What you need to do:
Look below for the line that contains "target | air vent grille", then quote it and all the lines after it, exactly, with the pictures left out.
>> START Records for processing
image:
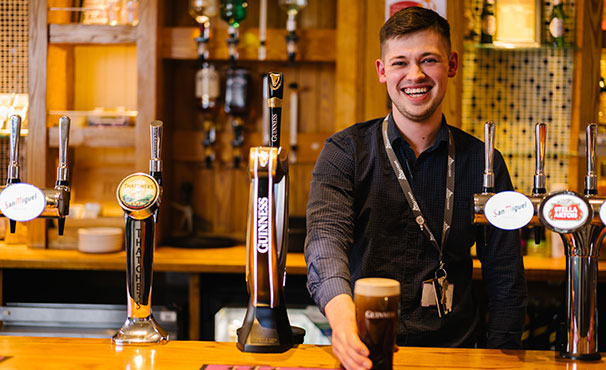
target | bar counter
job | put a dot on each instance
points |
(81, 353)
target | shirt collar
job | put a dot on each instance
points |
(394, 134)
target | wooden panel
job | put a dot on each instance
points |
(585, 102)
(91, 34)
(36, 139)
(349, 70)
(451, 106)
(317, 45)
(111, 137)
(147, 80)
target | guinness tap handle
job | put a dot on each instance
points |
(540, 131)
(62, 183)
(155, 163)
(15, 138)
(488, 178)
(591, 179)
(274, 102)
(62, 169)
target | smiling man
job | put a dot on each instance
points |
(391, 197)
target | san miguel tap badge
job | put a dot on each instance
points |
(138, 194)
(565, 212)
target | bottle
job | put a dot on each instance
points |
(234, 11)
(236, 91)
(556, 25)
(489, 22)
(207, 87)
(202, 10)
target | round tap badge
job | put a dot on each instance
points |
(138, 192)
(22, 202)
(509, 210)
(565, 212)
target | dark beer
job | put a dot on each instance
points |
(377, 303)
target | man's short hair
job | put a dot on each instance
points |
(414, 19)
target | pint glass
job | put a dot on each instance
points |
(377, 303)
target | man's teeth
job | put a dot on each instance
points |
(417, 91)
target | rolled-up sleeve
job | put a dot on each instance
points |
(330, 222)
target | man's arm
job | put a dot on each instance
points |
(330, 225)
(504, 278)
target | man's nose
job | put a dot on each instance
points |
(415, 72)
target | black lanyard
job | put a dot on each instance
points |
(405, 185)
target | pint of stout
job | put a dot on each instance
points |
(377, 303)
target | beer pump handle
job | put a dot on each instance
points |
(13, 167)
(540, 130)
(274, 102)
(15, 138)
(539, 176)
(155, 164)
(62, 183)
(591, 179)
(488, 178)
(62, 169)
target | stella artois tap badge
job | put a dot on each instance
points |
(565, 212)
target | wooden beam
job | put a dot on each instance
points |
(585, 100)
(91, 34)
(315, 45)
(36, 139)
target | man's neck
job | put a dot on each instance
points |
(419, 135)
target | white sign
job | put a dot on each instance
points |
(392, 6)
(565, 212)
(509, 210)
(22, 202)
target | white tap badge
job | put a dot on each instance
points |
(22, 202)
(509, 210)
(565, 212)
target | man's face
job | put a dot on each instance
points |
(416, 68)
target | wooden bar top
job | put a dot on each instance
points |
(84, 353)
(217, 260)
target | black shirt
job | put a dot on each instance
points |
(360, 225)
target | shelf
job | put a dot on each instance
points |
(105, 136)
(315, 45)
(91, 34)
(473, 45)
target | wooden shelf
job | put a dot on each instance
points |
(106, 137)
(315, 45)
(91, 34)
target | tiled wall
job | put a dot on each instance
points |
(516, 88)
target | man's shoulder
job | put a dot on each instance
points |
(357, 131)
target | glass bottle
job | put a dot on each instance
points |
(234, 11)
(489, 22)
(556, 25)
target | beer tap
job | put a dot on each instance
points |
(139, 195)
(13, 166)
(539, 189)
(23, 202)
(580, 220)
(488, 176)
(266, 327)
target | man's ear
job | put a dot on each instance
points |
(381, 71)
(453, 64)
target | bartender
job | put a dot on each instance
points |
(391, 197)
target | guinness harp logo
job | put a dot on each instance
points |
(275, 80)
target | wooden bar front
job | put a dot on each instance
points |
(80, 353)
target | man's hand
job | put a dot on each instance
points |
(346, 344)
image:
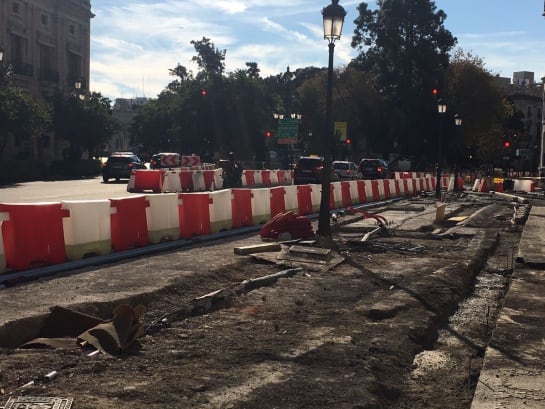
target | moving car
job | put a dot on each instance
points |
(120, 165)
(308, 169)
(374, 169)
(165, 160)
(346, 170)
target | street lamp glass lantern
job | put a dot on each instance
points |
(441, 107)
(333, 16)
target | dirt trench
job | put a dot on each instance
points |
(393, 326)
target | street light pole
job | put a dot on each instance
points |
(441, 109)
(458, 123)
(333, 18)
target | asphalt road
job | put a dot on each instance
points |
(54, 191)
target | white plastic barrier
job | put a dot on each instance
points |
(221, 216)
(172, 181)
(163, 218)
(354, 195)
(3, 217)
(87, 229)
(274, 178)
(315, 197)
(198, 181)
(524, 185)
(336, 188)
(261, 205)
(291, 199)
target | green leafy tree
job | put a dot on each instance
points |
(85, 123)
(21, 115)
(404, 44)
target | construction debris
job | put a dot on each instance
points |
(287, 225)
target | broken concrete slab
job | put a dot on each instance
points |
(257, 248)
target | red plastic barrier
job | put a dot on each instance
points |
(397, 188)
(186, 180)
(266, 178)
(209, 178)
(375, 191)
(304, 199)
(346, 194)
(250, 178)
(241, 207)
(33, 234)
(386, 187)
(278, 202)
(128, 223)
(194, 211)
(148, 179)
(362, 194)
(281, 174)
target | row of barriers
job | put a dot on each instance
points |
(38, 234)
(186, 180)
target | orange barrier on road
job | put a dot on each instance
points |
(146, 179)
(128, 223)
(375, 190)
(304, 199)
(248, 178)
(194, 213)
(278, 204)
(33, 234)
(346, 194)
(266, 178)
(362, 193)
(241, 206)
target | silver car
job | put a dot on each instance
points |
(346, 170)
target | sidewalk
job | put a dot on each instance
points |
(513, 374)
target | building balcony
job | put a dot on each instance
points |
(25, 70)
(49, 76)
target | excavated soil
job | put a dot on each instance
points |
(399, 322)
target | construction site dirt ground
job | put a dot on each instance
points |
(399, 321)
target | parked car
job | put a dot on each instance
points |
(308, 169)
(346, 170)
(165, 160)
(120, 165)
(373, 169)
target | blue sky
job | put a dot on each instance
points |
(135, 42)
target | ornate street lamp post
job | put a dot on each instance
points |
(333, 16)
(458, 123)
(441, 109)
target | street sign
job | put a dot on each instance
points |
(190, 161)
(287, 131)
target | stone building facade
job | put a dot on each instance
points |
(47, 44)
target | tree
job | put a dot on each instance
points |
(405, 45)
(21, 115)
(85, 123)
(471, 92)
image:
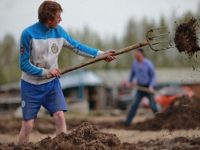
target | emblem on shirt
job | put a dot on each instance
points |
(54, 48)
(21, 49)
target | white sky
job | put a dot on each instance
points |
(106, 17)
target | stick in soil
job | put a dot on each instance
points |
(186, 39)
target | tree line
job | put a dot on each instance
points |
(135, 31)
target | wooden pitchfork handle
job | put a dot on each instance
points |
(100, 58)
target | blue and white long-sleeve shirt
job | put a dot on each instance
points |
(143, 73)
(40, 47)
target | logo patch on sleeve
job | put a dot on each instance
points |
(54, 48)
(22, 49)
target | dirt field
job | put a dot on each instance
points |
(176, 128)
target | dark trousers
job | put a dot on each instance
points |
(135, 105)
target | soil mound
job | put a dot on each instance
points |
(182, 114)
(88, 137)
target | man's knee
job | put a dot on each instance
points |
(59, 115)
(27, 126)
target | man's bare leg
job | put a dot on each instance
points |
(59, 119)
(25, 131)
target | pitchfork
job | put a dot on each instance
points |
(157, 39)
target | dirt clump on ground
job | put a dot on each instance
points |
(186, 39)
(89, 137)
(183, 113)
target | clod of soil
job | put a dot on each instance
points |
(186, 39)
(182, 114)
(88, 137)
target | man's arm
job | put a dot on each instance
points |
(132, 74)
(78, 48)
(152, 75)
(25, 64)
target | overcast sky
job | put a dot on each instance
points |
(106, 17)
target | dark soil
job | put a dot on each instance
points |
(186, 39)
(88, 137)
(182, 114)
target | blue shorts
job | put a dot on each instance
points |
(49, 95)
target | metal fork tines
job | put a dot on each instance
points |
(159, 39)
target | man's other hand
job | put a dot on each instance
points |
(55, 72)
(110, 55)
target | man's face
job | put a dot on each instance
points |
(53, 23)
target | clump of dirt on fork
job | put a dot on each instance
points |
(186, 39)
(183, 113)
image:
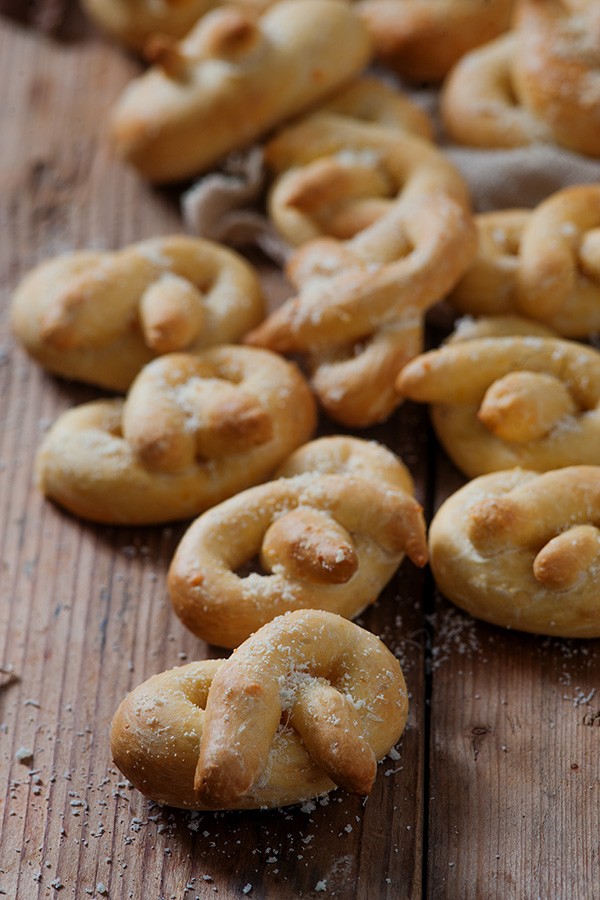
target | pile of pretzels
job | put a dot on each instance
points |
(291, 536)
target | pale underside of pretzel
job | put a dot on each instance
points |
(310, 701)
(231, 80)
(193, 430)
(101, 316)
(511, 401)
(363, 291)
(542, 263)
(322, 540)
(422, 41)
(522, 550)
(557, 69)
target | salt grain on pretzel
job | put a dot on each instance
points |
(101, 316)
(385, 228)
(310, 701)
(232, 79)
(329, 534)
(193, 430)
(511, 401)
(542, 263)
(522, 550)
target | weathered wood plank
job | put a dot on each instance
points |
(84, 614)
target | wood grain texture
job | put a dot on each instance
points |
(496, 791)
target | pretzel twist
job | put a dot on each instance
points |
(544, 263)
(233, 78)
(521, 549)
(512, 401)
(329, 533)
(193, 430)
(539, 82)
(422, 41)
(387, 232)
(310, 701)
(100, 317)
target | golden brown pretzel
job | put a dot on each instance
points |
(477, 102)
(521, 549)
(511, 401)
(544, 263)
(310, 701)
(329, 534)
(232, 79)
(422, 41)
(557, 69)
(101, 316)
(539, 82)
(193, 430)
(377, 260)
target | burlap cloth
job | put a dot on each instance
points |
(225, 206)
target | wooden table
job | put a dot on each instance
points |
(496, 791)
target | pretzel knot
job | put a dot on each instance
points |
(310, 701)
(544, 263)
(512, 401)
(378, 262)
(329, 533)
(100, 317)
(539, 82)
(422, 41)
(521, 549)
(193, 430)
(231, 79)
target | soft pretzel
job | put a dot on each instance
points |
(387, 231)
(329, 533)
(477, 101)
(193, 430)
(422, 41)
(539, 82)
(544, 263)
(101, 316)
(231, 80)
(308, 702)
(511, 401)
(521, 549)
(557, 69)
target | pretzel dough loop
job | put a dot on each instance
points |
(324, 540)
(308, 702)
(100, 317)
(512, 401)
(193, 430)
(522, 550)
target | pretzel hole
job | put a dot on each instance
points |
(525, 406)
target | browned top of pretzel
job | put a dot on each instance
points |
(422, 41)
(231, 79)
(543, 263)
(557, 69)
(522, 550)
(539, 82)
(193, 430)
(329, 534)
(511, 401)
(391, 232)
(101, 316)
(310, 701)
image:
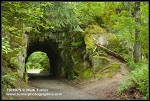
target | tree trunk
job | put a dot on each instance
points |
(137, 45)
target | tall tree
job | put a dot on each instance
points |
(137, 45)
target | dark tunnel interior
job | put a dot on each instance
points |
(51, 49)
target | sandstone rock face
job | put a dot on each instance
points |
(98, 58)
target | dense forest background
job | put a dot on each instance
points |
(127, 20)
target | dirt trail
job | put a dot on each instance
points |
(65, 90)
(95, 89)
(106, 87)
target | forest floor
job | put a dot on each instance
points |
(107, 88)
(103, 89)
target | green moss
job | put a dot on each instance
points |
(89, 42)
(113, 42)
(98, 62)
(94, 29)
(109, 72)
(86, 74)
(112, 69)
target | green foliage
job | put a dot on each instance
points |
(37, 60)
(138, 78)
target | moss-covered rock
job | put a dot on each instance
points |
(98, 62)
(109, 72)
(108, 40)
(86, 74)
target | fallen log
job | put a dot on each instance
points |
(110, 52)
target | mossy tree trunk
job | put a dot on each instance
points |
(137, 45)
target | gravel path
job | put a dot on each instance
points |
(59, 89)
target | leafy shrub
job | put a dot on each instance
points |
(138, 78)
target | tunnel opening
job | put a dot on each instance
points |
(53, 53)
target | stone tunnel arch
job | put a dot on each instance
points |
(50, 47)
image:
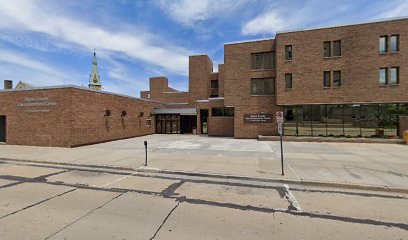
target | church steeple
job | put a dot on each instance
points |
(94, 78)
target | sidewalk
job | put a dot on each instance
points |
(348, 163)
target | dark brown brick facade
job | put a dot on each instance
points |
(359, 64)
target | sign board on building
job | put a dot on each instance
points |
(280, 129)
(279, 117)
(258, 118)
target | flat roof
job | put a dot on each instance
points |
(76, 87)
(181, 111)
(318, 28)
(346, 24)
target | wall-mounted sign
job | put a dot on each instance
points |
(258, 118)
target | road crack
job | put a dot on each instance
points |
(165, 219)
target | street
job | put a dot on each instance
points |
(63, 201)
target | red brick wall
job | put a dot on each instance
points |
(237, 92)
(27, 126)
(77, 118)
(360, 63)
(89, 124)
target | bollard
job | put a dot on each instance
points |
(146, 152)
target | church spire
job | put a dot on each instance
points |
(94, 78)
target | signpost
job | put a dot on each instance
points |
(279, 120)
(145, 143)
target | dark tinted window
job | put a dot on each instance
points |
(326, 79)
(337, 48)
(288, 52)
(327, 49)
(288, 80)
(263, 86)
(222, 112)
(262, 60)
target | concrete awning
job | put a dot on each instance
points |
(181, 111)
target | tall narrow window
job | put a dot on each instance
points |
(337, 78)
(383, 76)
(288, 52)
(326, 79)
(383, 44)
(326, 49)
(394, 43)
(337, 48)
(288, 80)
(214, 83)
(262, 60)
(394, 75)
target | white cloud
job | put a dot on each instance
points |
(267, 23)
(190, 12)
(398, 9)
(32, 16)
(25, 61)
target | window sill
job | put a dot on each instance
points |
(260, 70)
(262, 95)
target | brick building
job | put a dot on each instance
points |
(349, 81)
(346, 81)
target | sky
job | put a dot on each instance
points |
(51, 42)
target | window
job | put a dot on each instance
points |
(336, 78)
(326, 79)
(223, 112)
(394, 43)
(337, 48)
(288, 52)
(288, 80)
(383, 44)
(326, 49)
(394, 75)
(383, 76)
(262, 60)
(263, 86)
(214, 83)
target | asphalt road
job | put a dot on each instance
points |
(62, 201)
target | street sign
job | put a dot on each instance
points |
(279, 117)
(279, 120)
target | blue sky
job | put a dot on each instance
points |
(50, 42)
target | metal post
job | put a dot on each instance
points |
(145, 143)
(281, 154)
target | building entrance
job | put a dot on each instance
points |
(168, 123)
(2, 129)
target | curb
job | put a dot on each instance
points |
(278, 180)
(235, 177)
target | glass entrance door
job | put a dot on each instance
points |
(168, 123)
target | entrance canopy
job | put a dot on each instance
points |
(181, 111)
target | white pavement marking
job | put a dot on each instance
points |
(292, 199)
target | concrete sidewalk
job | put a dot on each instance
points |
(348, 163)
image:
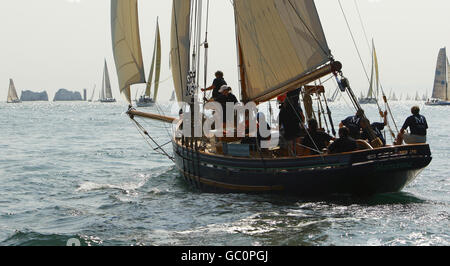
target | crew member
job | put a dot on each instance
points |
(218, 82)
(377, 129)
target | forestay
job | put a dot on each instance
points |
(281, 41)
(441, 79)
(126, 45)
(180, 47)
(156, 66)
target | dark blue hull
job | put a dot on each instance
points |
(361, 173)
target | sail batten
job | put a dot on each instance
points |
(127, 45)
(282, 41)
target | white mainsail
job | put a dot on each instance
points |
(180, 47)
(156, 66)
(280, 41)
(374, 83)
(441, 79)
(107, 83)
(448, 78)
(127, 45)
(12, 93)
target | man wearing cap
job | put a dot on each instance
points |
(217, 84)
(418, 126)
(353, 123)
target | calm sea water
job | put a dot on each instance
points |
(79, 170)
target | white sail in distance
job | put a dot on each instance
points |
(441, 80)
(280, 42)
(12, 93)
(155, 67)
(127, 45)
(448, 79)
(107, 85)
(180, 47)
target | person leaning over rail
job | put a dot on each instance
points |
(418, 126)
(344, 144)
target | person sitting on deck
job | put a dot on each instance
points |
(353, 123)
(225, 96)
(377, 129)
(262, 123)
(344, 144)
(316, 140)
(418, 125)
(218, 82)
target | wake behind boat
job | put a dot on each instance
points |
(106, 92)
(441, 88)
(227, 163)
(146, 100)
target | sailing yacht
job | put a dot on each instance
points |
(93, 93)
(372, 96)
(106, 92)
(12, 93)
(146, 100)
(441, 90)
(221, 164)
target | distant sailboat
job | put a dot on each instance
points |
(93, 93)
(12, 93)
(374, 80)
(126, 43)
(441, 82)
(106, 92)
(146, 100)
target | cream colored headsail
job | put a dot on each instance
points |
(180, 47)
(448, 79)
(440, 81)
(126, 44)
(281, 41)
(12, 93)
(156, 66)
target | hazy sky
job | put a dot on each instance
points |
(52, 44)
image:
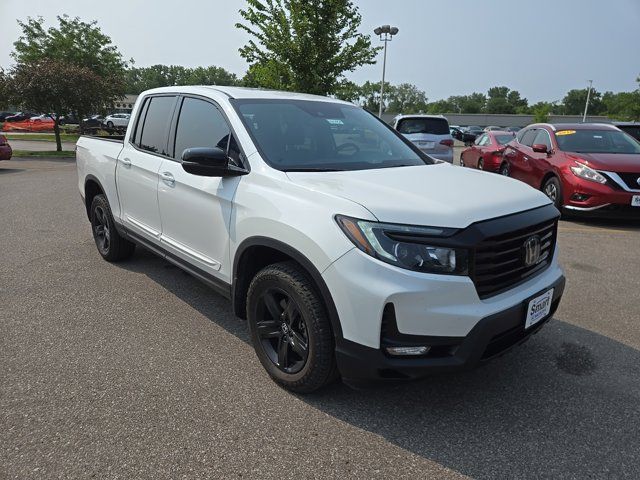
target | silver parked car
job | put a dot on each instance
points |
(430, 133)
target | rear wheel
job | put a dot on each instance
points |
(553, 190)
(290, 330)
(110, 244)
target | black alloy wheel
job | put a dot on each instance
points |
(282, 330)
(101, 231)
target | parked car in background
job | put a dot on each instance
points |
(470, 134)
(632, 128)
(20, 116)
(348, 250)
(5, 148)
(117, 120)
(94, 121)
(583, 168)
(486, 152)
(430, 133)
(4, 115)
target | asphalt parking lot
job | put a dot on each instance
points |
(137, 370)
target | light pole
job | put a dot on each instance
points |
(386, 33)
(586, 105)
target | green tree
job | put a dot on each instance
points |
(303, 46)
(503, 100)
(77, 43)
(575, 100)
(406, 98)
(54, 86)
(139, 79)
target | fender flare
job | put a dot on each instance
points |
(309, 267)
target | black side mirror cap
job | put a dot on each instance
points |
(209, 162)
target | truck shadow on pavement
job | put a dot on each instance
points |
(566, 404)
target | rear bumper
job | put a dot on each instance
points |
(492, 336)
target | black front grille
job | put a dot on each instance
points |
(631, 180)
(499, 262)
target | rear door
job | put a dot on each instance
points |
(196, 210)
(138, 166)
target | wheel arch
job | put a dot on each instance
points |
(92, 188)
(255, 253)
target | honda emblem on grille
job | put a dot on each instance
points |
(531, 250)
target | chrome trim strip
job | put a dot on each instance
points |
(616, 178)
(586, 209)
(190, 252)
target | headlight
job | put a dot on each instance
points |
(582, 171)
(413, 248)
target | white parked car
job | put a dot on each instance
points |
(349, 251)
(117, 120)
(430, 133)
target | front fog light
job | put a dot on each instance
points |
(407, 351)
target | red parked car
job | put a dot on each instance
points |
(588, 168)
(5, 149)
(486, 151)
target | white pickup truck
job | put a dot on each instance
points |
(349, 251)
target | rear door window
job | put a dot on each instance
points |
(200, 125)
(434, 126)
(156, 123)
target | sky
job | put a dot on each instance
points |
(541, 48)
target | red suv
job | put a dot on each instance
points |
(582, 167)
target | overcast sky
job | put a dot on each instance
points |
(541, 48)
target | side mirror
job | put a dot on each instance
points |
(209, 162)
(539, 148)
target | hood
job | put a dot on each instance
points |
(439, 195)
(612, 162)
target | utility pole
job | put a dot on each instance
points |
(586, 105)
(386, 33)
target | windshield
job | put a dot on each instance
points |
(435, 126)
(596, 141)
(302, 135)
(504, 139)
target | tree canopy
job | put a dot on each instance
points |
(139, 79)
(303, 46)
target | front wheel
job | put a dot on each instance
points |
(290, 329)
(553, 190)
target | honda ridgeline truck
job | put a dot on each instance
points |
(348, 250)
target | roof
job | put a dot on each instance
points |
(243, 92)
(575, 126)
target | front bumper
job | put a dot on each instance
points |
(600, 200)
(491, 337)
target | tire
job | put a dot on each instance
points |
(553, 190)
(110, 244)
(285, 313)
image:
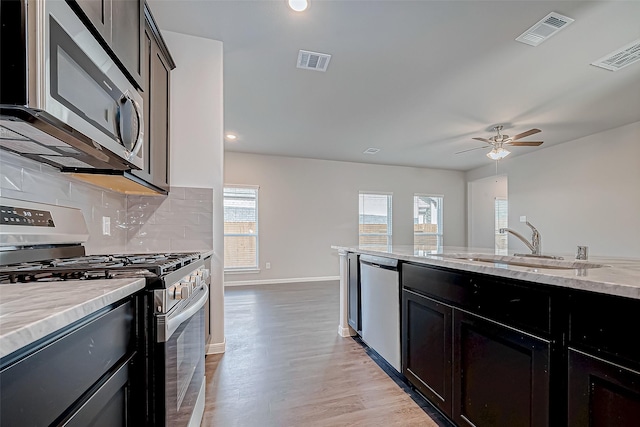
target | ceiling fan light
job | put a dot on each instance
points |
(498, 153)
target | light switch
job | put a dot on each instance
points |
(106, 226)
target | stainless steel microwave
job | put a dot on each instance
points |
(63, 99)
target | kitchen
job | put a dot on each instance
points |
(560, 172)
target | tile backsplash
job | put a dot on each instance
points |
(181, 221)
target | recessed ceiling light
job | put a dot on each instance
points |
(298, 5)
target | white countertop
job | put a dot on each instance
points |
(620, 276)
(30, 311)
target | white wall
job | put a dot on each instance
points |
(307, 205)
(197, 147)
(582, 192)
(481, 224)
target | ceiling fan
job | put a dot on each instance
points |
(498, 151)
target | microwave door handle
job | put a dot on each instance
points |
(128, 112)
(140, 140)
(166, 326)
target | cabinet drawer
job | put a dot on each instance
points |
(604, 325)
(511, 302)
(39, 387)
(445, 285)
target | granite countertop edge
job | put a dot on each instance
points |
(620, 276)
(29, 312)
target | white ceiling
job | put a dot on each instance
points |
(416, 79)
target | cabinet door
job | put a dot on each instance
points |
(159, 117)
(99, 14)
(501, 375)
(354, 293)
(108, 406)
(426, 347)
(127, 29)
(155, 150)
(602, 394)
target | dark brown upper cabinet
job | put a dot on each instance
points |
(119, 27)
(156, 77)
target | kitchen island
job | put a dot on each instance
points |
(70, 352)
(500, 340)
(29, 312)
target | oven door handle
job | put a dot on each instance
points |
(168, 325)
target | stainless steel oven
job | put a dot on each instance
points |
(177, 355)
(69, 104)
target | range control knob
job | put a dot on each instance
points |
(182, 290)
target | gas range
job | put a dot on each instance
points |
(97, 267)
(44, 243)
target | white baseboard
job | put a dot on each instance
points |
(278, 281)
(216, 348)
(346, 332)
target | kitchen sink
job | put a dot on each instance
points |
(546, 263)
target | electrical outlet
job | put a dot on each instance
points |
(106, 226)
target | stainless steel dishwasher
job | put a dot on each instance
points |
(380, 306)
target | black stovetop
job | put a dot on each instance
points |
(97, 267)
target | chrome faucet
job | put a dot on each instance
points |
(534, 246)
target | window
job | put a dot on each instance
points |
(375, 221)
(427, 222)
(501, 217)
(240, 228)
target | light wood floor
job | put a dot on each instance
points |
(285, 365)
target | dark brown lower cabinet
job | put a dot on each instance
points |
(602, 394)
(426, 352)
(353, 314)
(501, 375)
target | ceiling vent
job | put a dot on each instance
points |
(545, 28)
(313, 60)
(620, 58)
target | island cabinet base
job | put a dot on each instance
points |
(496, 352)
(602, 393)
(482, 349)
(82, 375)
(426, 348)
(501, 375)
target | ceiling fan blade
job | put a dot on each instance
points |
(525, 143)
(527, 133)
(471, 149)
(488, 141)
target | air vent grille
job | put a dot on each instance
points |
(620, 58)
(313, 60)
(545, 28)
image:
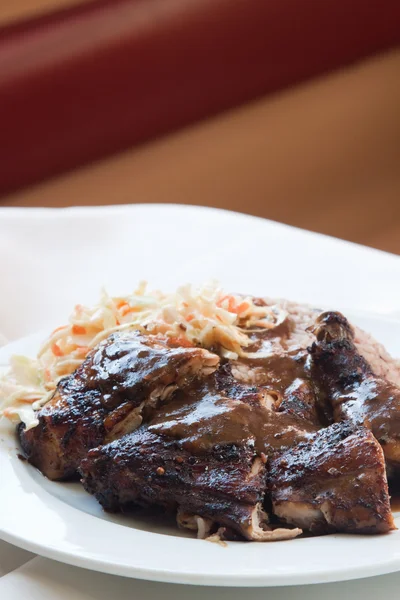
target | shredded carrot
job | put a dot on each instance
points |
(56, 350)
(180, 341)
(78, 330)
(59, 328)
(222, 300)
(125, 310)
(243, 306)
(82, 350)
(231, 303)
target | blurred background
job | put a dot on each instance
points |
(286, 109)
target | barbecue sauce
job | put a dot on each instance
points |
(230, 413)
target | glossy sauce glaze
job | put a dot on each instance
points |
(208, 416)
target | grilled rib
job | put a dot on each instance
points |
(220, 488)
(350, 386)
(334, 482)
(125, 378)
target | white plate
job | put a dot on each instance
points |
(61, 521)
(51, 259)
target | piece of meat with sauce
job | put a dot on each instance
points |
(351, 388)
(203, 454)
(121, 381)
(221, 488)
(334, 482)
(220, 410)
>> END Records for processing
Written response:
target | air vent grille
job | put a dot on each instance
points |
(620, 58)
(313, 60)
(545, 28)
image:
target | shredded carrot
job | put a dot on each instance
points |
(56, 350)
(180, 341)
(78, 330)
(59, 328)
(222, 300)
(125, 310)
(243, 306)
(82, 350)
(231, 303)
target | blurred background
job | put a dot on each instance
points |
(286, 109)
target | barbecue sauce
job | put a dot on each instance
points |
(230, 413)
target | glossy sauce glaze
job | put a dot on each instance
points |
(208, 416)
target | grilled rib
job | put a dot on each instance
points |
(220, 488)
(350, 386)
(334, 482)
(125, 378)
target | white plate
job | put a dot on each instance
points |
(61, 521)
(51, 259)
target | piece of meat with sauce
job | put a dot on each instance
points |
(351, 388)
(203, 454)
(121, 381)
(221, 488)
(334, 482)
(220, 410)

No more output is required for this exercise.